Exercise requirements
Reproduce the listing verbatim.

+ + + +

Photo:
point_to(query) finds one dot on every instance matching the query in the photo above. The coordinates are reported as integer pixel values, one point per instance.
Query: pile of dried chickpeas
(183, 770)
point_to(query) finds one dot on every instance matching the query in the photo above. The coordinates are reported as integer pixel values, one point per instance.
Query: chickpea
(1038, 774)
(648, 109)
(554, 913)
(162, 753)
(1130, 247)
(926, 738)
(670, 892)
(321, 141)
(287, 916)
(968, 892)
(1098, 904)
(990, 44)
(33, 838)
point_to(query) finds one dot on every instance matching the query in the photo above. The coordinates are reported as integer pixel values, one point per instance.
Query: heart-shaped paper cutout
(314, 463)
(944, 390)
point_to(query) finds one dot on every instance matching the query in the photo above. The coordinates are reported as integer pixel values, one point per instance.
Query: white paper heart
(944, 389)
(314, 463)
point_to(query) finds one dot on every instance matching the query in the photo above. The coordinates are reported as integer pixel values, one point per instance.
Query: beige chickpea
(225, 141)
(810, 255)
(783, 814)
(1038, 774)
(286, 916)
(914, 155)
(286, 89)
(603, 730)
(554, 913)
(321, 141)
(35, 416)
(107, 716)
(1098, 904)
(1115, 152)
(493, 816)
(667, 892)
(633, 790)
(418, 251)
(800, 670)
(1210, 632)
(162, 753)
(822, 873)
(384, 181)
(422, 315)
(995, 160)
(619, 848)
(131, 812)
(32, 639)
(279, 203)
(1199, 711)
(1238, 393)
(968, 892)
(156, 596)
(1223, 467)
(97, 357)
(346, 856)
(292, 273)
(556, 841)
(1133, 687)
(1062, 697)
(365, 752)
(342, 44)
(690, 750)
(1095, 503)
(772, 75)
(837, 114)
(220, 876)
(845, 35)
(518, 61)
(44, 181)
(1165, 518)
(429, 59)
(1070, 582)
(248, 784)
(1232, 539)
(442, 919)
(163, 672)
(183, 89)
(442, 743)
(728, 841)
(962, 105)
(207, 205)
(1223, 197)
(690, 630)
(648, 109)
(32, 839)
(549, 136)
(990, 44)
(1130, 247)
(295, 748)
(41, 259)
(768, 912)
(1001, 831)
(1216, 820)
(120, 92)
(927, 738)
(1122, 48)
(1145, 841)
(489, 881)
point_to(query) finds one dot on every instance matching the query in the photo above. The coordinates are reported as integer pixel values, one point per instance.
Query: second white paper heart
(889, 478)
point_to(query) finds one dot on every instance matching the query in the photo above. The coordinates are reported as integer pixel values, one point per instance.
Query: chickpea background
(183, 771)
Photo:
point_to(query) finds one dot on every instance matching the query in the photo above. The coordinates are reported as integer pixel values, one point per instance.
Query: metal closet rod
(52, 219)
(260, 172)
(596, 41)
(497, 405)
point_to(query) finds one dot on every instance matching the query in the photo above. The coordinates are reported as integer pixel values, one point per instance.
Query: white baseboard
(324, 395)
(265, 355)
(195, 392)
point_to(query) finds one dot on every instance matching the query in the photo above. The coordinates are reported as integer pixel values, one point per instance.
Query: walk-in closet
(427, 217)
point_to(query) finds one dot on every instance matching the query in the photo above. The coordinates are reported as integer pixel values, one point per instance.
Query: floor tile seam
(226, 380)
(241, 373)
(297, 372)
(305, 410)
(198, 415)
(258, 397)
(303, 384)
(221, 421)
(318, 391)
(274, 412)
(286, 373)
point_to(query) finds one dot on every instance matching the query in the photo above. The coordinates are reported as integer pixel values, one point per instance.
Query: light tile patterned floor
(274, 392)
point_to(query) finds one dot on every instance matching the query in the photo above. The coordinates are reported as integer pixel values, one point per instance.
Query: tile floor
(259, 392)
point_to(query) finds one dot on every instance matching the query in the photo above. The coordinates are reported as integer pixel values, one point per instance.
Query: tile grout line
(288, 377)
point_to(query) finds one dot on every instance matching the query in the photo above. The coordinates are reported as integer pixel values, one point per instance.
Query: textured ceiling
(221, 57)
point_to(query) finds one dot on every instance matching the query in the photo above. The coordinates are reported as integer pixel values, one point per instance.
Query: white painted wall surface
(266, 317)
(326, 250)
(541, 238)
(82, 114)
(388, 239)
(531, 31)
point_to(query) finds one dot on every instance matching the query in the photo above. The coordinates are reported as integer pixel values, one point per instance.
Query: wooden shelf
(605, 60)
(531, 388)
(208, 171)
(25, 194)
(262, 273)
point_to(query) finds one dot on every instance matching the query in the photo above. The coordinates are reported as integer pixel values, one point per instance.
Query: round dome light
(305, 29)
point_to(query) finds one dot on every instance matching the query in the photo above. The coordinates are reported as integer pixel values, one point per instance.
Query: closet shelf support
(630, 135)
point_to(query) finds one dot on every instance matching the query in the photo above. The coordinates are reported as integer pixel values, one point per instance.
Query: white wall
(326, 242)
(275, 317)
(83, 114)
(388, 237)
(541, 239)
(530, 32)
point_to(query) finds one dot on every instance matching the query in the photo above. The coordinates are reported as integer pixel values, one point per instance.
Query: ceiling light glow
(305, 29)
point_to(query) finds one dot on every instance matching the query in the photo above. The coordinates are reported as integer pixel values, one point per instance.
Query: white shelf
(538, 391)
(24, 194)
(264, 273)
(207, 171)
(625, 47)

+ + + +

Correct answer
Photo:
point_to(query) finds one dot on every instance matching the query in the photo above. The coordinates are reported as integer pixel values, one point per instance.
Query: pile of dried chickpeas
(183, 770)
point_to(query) finds one dot on every instance matching the query in the photo above. The coordinates are reported as integer pixel values, one point per instance.
Query: chickpea
(1038, 774)
(648, 109)
(554, 913)
(162, 753)
(1130, 247)
(926, 738)
(670, 892)
(321, 141)
(287, 916)
(968, 892)
(1098, 904)
(990, 44)
(33, 838)
point_to(query) finds one dot on every instance matching the query in the photo above. The coordinates are reported as integer pixel values, one point per instance.
Query: heart-shaped paper cutout
(314, 463)
(944, 390)
point_to(query) finds one dot on every instance matching the query in the photo above. The coordinates are reported as integer pixel values, one point per instance.
Query: white paper heart
(944, 389)
(314, 463)
point_to(query) finds one dot on every instance matching the query in the photo above. The coordinates are reported as integer pixel values, one point per instance.
Query: beige chickpea
(225, 141)
(810, 255)
(783, 814)
(1038, 774)
(286, 916)
(914, 155)
(286, 89)
(603, 730)
(554, 913)
(321, 141)
(35, 416)
(107, 716)
(1098, 904)
(1115, 152)
(493, 816)
(667, 892)
(633, 790)
(418, 251)
(800, 670)
(1210, 632)
(162, 753)
(822, 873)
(384, 181)
(422, 315)
(995, 160)
(619, 848)
(131, 812)
(32, 639)
(279, 203)
(1199, 711)
(1238, 393)
(968, 892)
(156, 596)
(1223, 467)
(97, 357)
(346, 856)
(292, 273)
(556, 841)
(1133, 687)
(1062, 697)
(365, 752)
(342, 44)
(690, 750)
(1095, 503)
(772, 75)
(837, 114)
(220, 876)
(845, 35)
(518, 61)
(44, 181)
(1165, 518)
(429, 59)
(1070, 582)
(248, 784)
(1232, 539)
(442, 919)
(163, 672)
(183, 89)
(442, 743)
(728, 841)
(962, 105)
(207, 205)
(1223, 197)
(690, 630)
(648, 109)
(32, 839)
(549, 136)
(990, 44)
(1130, 247)
(295, 748)
(41, 259)
(768, 912)
(1001, 831)
(1216, 820)
(120, 92)
(927, 738)
(1122, 48)
(1145, 841)
(489, 881)
point_to(query) finds one dot on every instance matching the query in the photo above. The coordinates are reported as integer pixel values, one point per instance.
Query: second white paper heart
(889, 478)
point_to(query) finds one dot on every instance matching the query in the photo above. The coordinates are reported as integer pixel values, one point per instance.
Query: chickpea background
(183, 771)
Photo:
point_to(query) finds one dot on every instance matching the query in the photo above. The coordinates are reported as integer pixel values, one point per instance.
Query: metal closet rod
(52, 219)
(260, 172)
(596, 41)
(497, 405)
point_to(query) finds one dot on every instance matching the query in the photo above. The coordinates are reported as integer pixel values, one point per instance.
Query: white baseboard
(324, 395)
(265, 355)
(195, 392)
point_to(query) finds one dot on every instance matching the query in the photo above. The coordinates are reported as integer pixel values, one point per instance.
Query: walk-in closet
(427, 217)
point_to(query) finds one dot on every instance matching the query in the photo above. The coordinates are reported as integer pixel values, one point per instance.
Query: floor tile seam
(226, 380)
(241, 373)
(297, 372)
(305, 410)
(198, 415)
(258, 397)
(303, 384)
(221, 421)
(318, 391)
(274, 412)
(286, 373)
point_to(query) finds one dot on every instance matching the query in the photo above. The coordinates are reported as integer pixel values, one point per instance.
Query: light tile patterned floor
(274, 392)
point_to(query) finds one dot on every instance matching the query in the photo above. The coordinates are reported as integer pixel values, one point per instance.
Query: tile floor
(259, 392)
point_to(query) finds one dot on every instance matching the query in the photo above. The coordinates are reported as integer pixel values, one point per instance.
Query: tile grout line
(288, 377)
point_to(query) finds one dot on every instance matching the query in the photo above. The coordinates are reported as integer pixel values, one point per instance.
Query: textured ceiling
(221, 57)
point_to(query) finds one dot on every instance matching the query in the photo above. The coordinates are reported as integer pixel values, one point per instance.
Query: white painted wall surface
(266, 317)
(326, 250)
(541, 238)
(82, 114)
(388, 239)
(531, 31)
point_to(query) finds one dot on every instance matching the query in the photo above. The coordinates are reported as integer pixel values, one point per instance.
Query: wooden shelf
(605, 60)
(531, 388)
(208, 171)
(25, 194)
(262, 273)
point_to(query) finds one dot on every instance matching the query in the photo above. The coordinates are reported as integer pixel values, one point per instance.
Query: round dome light
(305, 29)
point_to(query) finds one dot on every instance matching the query in the photo above. The coordinates are reported as integer pixel values, one point per instance.
Query: closet shelf support
(630, 135)
point_to(query) finds one dot on every instance matching the query in the photo above. The coordinates are reported as integer pixel values, one point per instance.
Query: white wall
(326, 242)
(275, 317)
(83, 114)
(388, 237)
(541, 239)
(530, 32)
point_to(query) finds one dot on every instance matching the query in the photo above. The coordinates are reported as integer pixel values, one point per instance.
Query: ceiling light glow
(305, 29)
point_to(query) finds one dot on every instance matching the query in the photo above. The coordinates are reported as integer pixel values, one point per instance.
Query: white shelf
(538, 391)
(24, 194)
(264, 273)
(207, 171)
(625, 47)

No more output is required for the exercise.